+++ Фрагмент текста +++

Мы боимся смерти в том числе потому, что боимся боли в процессе умирания. Не так уж часто людям удается умереть быстро и безболезненно, увы.
Но есть и другая грань, о которой редко задумываются: мы боимся боли, потому что она и есть — смерть. Смерть личности.
Мы не так уж сильно боимся смерти тела, если помыслить его отдельно. Ведь многих устроило бы внетелесное существование с сохранением личности, не так ли? Мы прежде всего боимся утратить личность. А в боли мы ее вполне можем утратить, хотя бы на время.
В обрядах инициации многих древних культур боль обязательна. Это могли быть задания, связанные с тяжелыми лишениями (длительное выживание в дикой природе, например), обряды и ритуалы с прокалыванием частей тела, нанесением шрамов, татуировок, огнем, укусами насекомых и другой живности и т.д.
Зачем? Потому что, например, для того, чтобы родился мужчина, мальчик должен умереть. Чтобы вообще родилось новое — должно умереть старое. Причем умереть придется в реальности — через боль, а не изобразить и сделать вид.

+++ Предложенные записи +++

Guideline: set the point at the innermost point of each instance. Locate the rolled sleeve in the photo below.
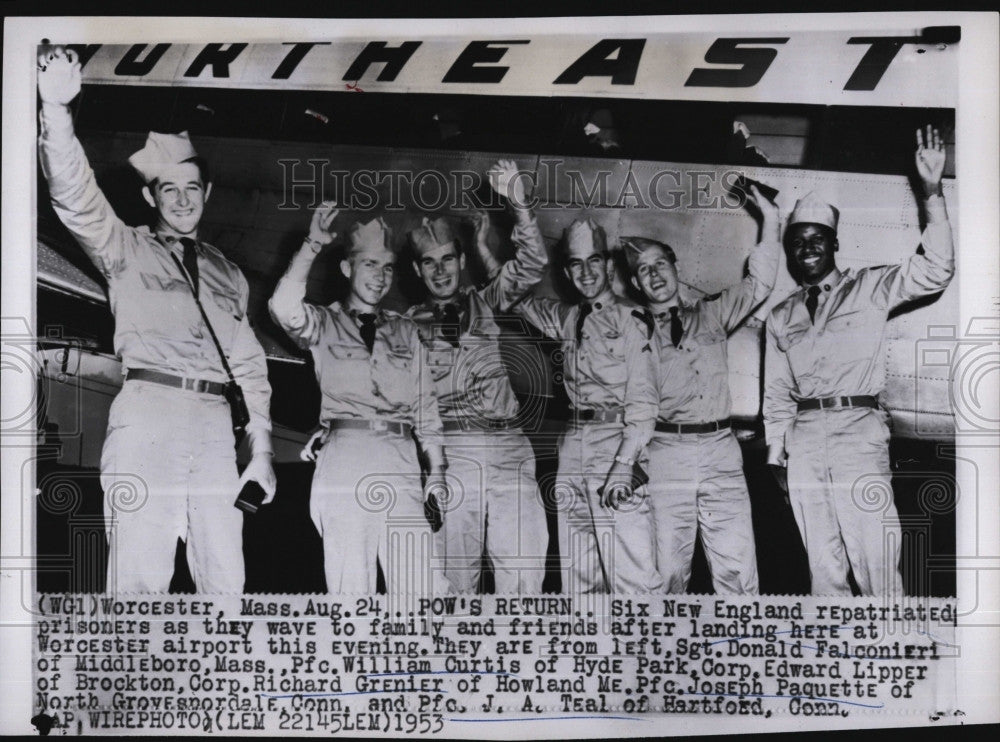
(298, 318)
(249, 364)
(76, 197)
(427, 419)
(779, 406)
(642, 398)
(519, 274)
(547, 315)
(737, 302)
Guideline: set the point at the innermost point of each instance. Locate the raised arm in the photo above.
(249, 366)
(76, 198)
(298, 318)
(515, 277)
(736, 302)
(779, 407)
(931, 270)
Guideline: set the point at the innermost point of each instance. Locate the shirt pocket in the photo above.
(613, 342)
(394, 373)
(167, 302)
(227, 302)
(853, 335)
(791, 338)
(441, 358)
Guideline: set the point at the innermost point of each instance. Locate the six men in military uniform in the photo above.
(417, 410)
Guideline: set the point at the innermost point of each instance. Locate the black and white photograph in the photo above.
(378, 378)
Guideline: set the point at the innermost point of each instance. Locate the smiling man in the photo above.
(697, 486)
(497, 510)
(168, 467)
(366, 500)
(610, 369)
(824, 367)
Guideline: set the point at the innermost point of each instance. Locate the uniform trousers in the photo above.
(367, 504)
(601, 548)
(697, 486)
(840, 488)
(494, 503)
(168, 470)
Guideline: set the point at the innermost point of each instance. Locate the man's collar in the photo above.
(172, 239)
(829, 282)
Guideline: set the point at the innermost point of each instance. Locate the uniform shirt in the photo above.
(471, 380)
(157, 323)
(694, 376)
(390, 383)
(842, 353)
(614, 366)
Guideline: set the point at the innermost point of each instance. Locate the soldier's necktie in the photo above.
(812, 301)
(585, 309)
(367, 329)
(450, 323)
(190, 261)
(676, 328)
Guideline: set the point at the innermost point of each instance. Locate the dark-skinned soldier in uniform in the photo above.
(824, 367)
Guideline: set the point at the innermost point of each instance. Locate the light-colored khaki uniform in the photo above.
(839, 480)
(614, 367)
(367, 499)
(168, 467)
(495, 498)
(696, 479)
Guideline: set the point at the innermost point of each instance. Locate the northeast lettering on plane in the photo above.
(617, 60)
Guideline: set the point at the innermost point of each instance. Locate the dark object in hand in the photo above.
(238, 409)
(741, 188)
(639, 479)
(251, 497)
(432, 511)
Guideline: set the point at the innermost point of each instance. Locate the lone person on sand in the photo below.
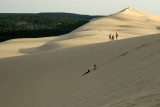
(110, 37)
(95, 67)
(116, 35)
(86, 72)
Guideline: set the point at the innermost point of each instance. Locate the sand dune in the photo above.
(50, 74)
(128, 23)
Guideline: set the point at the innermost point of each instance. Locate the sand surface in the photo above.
(46, 72)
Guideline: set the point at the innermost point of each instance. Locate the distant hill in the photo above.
(33, 25)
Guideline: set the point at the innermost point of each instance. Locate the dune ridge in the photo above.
(50, 75)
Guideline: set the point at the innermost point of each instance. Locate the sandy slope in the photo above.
(127, 75)
(128, 23)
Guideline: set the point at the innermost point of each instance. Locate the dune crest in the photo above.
(128, 23)
(50, 72)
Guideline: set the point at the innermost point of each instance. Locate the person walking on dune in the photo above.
(110, 37)
(116, 35)
(86, 72)
(95, 67)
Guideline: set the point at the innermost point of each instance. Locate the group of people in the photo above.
(111, 37)
(95, 67)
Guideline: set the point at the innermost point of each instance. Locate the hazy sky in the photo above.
(91, 7)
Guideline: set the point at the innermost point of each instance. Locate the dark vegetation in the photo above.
(14, 25)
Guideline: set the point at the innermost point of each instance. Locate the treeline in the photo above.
(39, 25)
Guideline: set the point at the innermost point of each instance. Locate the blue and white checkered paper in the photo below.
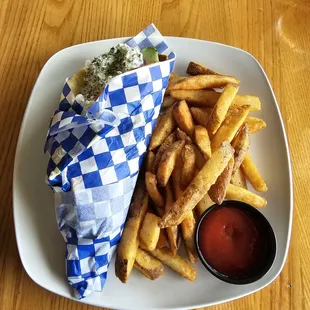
(95, 157)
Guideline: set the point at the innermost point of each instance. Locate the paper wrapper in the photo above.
(95, 157)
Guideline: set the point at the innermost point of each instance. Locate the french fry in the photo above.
(206, 177)
(203, 205)
(127, 248)
(173, 79)
(162, 240)
(255, 124)
(221, 107)
(149, 232)
(167, 162)
(162, 149)
(188, 226)
(201, 115)
(200, 158)
(172, 232)
(238, 179)
(194, 68)
(181, 135)
(218, 190)
(203, 82)
(208, 98)
(252, 174)
(149, 161)
(148, 265)
(241, 194)
(189, 223)
(163, 129)
(167, 102)
(184, 117)
(230, 126)
(151, 187)
(202, 140)
(188, 170)
(241, 144)
(175, 262)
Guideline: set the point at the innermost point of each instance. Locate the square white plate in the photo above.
(41, 247)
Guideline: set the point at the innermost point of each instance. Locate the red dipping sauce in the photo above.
(230, 241)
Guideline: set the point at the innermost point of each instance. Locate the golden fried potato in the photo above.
(188, 169)
(202, 140)
(208, 98)
(255, 124)
(218, 190)
(148, 265)
(151, 186)
(167, 162)
(238, 179)
(181, 135)
(201, 115)
(221, 107)
(167, 102)
(162, 240)
(149, 232)
(230, 126)
(241, 194)
(149, 161)
(203, 205)
(162, 149)
(175, 262)
(206, 177)
(163, 129)
(194, 68)
(203, 82)
(172, 232)
(188, 227)
(184, 117)
(241, 144)
(127, 248)
(252, 174)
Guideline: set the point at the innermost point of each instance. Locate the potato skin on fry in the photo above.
(238, 179)
(230, 126)
(218, 190)
(184, 117)
(149, 266)
(163, 129)
(149, 161)
(241, 144)
(241, 194)
(188, 170)
(252, 174)
(201, 115)
(127, 248)
(208, 98)
(195, 68)
(199, 186)
(151, 186)
(162, 149)
(149, 232)
(204, 81)
(167, 162)
(202, 140)
(175, 262)
(221, 107)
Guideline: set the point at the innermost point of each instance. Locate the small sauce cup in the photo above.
(235, 242)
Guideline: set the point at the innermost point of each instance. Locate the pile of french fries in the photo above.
(198, 156)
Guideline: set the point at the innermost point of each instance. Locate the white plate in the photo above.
(40, 245)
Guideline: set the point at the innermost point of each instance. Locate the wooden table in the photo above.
(276, 32)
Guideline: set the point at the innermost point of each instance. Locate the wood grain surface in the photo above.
(276, 32)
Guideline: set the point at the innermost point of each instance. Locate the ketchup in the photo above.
(230, 241)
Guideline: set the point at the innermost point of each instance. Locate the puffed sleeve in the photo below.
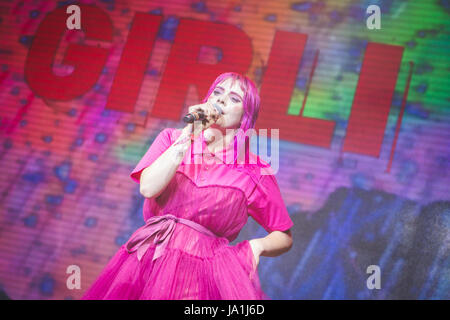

+++

Что нужно сделать: Опираясь на текст о страхе боли и смерти, объясните, почему в обрядах инициации многих древних культур боль обязательна. Ответ дайте в одном–трёх предложениях.

Решение упражнения: Чтобы родилось новое, должно умереть старое: например, чтобы родился мужчина, мальчик должен умереть. Причём умереть приходится в реальности, через боль, а не изобразить это и сделать вид.